Encode each line of the data below as one string in a JSON array, omitting blank lines.

[Start]

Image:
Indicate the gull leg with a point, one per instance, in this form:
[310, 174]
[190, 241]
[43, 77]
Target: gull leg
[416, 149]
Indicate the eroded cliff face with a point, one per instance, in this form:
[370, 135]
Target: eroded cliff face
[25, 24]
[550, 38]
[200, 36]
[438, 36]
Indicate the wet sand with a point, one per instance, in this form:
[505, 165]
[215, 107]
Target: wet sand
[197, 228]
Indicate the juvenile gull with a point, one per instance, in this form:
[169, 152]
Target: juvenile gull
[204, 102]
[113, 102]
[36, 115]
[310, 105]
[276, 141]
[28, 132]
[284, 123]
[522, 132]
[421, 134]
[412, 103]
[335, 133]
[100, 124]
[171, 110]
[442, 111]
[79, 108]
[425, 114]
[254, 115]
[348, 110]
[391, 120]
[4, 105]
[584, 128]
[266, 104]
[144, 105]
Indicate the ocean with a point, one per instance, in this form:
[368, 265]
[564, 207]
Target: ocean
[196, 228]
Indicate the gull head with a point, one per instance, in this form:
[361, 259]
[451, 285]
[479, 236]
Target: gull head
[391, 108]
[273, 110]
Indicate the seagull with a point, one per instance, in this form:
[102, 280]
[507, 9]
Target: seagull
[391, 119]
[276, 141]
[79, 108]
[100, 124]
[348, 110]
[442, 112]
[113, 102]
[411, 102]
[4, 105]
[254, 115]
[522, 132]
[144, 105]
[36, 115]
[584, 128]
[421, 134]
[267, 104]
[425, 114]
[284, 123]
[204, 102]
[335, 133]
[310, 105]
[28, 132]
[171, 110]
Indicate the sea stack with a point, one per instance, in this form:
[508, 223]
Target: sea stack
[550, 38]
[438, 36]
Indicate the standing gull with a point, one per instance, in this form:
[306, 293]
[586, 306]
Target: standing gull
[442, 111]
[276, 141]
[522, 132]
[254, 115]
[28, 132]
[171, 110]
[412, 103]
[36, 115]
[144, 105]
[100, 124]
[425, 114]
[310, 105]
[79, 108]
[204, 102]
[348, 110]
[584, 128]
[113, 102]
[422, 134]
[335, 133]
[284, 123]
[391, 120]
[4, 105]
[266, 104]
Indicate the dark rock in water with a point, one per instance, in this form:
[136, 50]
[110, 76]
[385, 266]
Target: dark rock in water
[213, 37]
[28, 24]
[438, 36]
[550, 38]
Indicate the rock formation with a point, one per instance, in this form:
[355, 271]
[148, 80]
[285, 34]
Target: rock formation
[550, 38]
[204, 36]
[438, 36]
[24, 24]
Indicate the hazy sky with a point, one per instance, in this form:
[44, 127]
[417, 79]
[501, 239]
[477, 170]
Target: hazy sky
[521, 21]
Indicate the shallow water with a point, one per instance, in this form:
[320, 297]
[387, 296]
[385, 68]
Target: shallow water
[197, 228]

[End]

* Expected output *
[
  "Image:",
  "Indicate the gull leg with a point, one per instance, in this form:",
  "[310, 174]",
  "[190, 241]",
  "[43, 77]",
  "Target: gull leg",
  "[416, 149]",
  "Indicate the eroded cliff face with a point, one per instance, in this form:",
  "[370, 135]",
  "Target: eroded cliff face",
  "[25, 24]",
  "[550, 38]",
  "[200, 36]",
  "[438, 36]",
  "Indicate the wet sand with a point, one per instance, in this form:",
  "[505, 165]",
  "[215, 107]",
  "Target: wet sand",
  "[197, 228]",
  "Indicate the juvenile gull with a point, one per instance, in this form:",
  "[169, 152]",
  "Target: juvenile gull",
  "[204, 102]",
  "[113, 102]",
  "[36, 115]",
  "[310, 105]",
  "[276, 141]",
  "[28, 132]",
  "[284, 123]",
  "[522, 132]",
  "[421, 134]",
  "[412, 103]",
  "[335, 133]",
  "[100, 124]",
  "[171, 110]",
  "[442, 111]",
  "[79, 108]",
  "[425, 114]",
  "[254, 115]",
  "[348, 110]",
  "[391, 120]",
  "[4, 105]",
  "[584, 128]",
  "[266, 104]",
  "[144, 105]",
  "Indicate the ocean with a point, one per instance, in this form:",
  "[368, 265]",
  "[564, 207]",
  "Target: ocean",
  "[196, 228]",
  "Indicate the gull head with a point, one per instance, in this form:",
  "[361, 259]",
  "[451, 285]",
  "[479, 236]",
  "Target: gull head",
  "[391, 108]",
  "[273, 110]",
  "Indicate the seagull with a point, one per instance, in this form:",
  "[102, 280]",
  "[507, 9]",
  "Target: seagull",
  "[391, 119]",
  "[276, 141]",
  "[79, 108]",
  "[100, 124]",
  "[348, 110]",
  "[442, 112]",
  "[113, 102]",
  "[411, 102]",
  "[4, 105]",
  "[254, 115]",
  "[522, 132]",
  "[144, 105]",
  "[36, 115]",
  "[584, 128]",
  "[421, 134]",
  "[267, 104]",
  "[425, 114]",
  "[284, 123]",
  "[204, 102]",
  "[335, 133]",
  "[310, 105]",
  "[28, 132]",
  "[171, 110]",
  "Indicate the sea stack with a point, one per instance, in this form:",
  "[508, 223]",
  "Target: sea stack",
  "[550, 38]",
  "[438, 36]",
  "Indicate the standing gull with a point, one per instance, in this form:",
  "[306, 293]",
  "[586, 306]",
  "Target: standing gull",
  "[442, 111]",
  "[276, 141]",
  "[522, 132]",
  "[254, 115]",
  "[28, 132]",
  "[171, 110]",
  "[412, 103]",
  "[36, 115]",
  "[144, 105]",
  "[100, 124]",
  "[425, 114]",
  "[310, 105]",
  "[79, 108]",
  "[204, 102]",
  "[348, 110]",
  "[584, 128]",
  "[113, 102]",
  "[422, 134]",
  "[335, 133]",
  "[284, 123]",
  "[391, 120]",
  "[4, 105]",
  "[266, 104]",
  "Indicate the dark rock in water with a point, one per instance, in this form:",
  "[136, 50]",
  "[110, 76]",
  "[385, 266]",
  "Target: dark rock in water",
  "[213, 37]",
  "[28, 24]",
  "[438, 36]",
  "[550, 38]",
  "Indicate the rock formation with a point, one per instance, in this form:",
  "[355, 271]",
  "[148, 80]",
  "[285, 34]",
  "Target: rock formation",
  "[550, 38]",
  "[204, 36]",
  "[438, 36]",
  "[24, 24]",
  "Indicate the hazy sky with a point, one per instance, in this form:",
  "[44, 127]",
  "[417, 79]",
  "[501, 239]",
  "[477, 170]",
  "Target: hazy sky",
  "[521, 21]",
  "Indicate the shallow water with a point, one per instance, in this form:",
  "[320, 297]",
  "[387, 296]",
  "[385, 68]",
  "Target: shallow water",
  "[197, 228]"
]